__Try it__. So that nothing is lost, write out all the lines below exactly.

__Source data__.
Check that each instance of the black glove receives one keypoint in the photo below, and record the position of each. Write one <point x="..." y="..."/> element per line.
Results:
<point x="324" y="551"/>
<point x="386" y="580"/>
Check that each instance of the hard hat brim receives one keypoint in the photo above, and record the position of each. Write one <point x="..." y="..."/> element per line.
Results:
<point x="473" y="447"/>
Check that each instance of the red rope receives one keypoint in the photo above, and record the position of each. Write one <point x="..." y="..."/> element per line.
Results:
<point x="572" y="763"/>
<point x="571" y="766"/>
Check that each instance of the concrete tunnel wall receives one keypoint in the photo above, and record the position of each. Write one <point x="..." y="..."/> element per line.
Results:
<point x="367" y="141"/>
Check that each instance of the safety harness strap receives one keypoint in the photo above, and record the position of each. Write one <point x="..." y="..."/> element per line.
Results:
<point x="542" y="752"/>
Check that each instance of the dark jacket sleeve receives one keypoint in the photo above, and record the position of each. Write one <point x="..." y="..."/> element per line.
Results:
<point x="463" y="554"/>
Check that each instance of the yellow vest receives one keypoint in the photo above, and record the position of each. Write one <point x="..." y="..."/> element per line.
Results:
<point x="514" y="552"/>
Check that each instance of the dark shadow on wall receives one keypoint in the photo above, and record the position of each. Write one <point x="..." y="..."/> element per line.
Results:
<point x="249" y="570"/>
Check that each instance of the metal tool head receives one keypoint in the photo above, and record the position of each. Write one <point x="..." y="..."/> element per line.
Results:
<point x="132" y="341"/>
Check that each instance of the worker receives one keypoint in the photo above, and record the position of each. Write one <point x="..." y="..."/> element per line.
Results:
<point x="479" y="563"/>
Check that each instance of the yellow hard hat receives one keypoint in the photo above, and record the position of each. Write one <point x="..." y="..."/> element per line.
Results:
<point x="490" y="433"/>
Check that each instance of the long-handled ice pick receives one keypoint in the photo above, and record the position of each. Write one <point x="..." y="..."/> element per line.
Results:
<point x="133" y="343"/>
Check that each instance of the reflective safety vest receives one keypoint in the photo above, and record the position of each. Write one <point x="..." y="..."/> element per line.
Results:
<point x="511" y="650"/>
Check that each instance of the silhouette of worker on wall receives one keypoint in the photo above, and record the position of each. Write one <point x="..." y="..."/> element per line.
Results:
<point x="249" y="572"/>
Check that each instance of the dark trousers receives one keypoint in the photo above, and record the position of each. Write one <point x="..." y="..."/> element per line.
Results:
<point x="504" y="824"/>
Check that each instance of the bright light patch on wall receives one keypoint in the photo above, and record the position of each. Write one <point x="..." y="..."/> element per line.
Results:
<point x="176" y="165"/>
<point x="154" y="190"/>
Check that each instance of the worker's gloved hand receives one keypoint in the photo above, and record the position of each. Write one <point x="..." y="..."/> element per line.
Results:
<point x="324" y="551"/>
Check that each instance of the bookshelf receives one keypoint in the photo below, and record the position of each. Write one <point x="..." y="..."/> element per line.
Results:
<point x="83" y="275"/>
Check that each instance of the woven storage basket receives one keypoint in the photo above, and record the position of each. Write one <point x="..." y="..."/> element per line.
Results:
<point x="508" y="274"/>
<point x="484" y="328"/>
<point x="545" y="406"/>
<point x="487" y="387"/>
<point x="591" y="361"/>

__Output for this task__.
Check that each instance of the black glove receives one keypoint in the photo below, and record the position of each. Write one <point x="..." y="..."/> element per line.
Results:
<point x="324" y="551"/>
<point x="386" y="580"/>
Check that each instance of the hard hat brim receives one keypoint in the photo above, and record the position of each. Write one <point x="..." y="..."/> element per line.
Results:
<point x="473" y="447"/>
Check that each instance of the red rope receives one keypoint in the photo above, and record the position of each. Write one <point x="..." y="..."/> element per line.
Results:
<point x="572" y="763"/>
<point x="571" y="766"/>
Check that each instance of the concrete tunnel wall receives one keypoint in the photo above, and record the position of each. Write one <point x="..." y="..."/> element per line.
Results:
<point x="367" y="141"/>
Check that each instance of the safety harness strap receives one keypoint in the photo above, and record the position of each. Write one <point x="..." y="..."/> element per line.
Results:
<point x="542" y="752"/>
Check that each instance of the dark jacket sleeve receives one keypoint in the photo above, and record the position of each. Write one <point x="..." y="..."/> element per line.
Results:
<point x="463" y="554"/>
Check that each instance of the yellow vest receives one keypoint in the photo above, and record the position of each. Write one <point x="..." y="..."/> element per line.
Results:
<point x="514" y="552"/>
Check that each instance of the dark shadow on wall receives one keypoint in the photo above, and record the position of each. Write one <point x="..." y="..."/> element per line.
Results:
<point x="249" y="570"/>
Check that each instance of the metal tool head receives one keypoint in the photo above, and record the position of each. Write one <point x="..." y="..."/> element per line.
Results:
<point x="132" y="341"/>
Check that each instance of the worker receives one keypoint in the photo above, and record the position of each. Write one <point x="..." y="..."/> element per line.
Results:
<point x="479" y="563"/>
Check that each instance of the yellow hard hat receives one keypoint in the photo above, and record the position of each. Write one <point x="..." y="..."/> element per line.
Results:
<point x="490" y="433"/>
Check that each instance of the long-handled ice pick receives one keypoint in the photo above, and record the position of each. Write one <point x="..." y="..."/> element per line.
Results:
<point x="133" y="343"/>
Check that each instance of the reflective safety vest receives one keypoint in the photo above, and record the position of each. Write one <point x="..." y="..."/> element per line.
Results:
<point x="511" y="650"/>
Check that each instance of the silhouette of worker on wall receives one keypoint in the photo above, and record the position of each. Write one <point x="..." y="..."/> element per line.
Results:
<point x="249" y="572"/>
Check that each instance of the dark trousers receives one keypoint in the photo above, and record the position of each. Write one <point x="..." y="..."/> element per line.
Results:
<point x="504" y="824"/>
Check that each instance of the bright light patch on wall receives one keypoint in the photo above, and record the position of each. Write one <point x="..." y="..."/> element per line.
Results:
<point x="176" y="165"/>
<point x="154" y="190"/>
Check that each instance of the worker's gloved hand receives one keypoint in the photo above, and record the position of each. Write one <point x="..." y="..."/> element per line.
Results:
<point x="324" y="551"/>
Check that each instance of the bookshelf receives one keypoint in the photo below, and record the position of each. Write one <point x="..." y="..."/> element per line.
Results:
<point x="83" y="275"/>
Check that each instance of the woven storage basket receives one keypoint in the photo above, and record the position of each. Write one <point x="..." y="..."/> element per line.
Results:
<point x="508" y="274"/>
<point x="484" y="328"/>
<point x="545" y="406"/>
<point x="487" y="387"/>
<point x="591" y="361"/>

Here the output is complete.